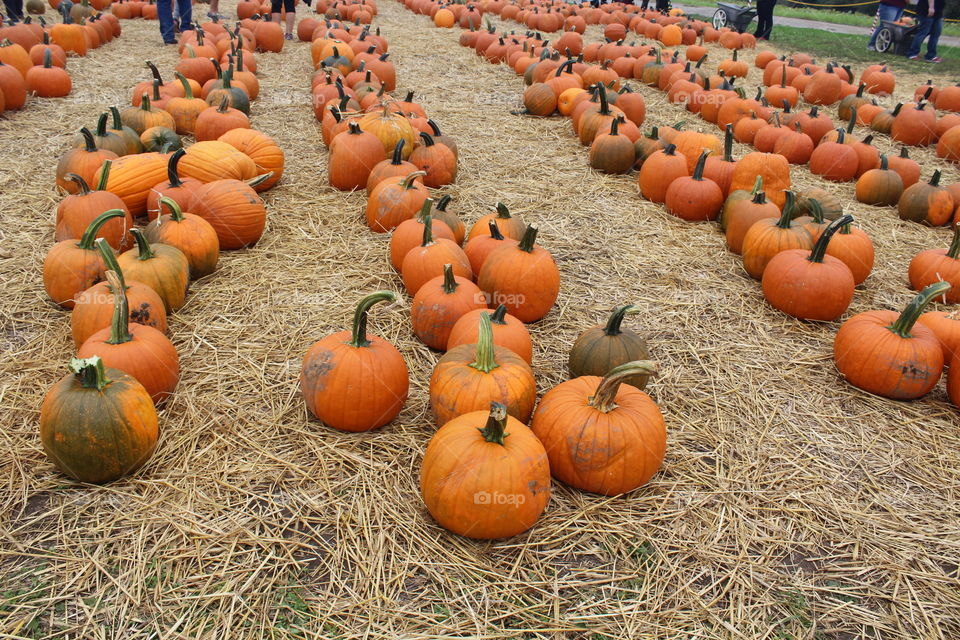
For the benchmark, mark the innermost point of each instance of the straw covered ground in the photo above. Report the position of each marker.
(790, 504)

==

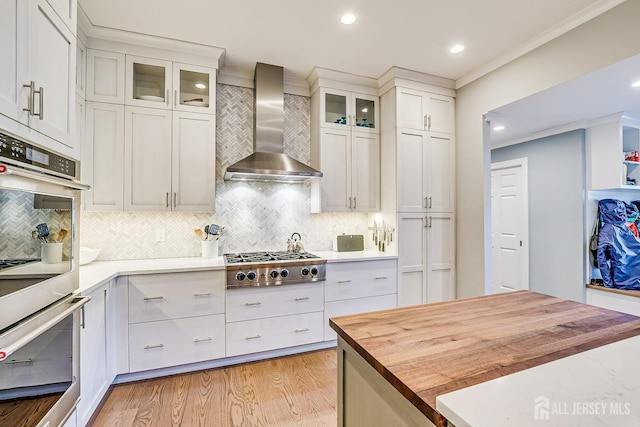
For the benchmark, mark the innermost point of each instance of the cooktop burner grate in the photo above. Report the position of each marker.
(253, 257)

--

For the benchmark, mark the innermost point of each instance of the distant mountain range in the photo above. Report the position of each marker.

TRAVAIL DEMANDÉ
Indiquez chaque ligne ci-dessus où figure le mot « instance » en la recopiant intégralement.

RÉPONSE
For the benchmark, mark the innermost point of each instance of the straw covered ground in the photo above. Report the position of each marker.
For the benchmark, mark the innermost point of each instance of the cooktop burner grate in the photo above. Report the position of each marker.
For the benchmark, mark the innermost point of each instance of the distant mountain range in the photo above. Report the position of each marker.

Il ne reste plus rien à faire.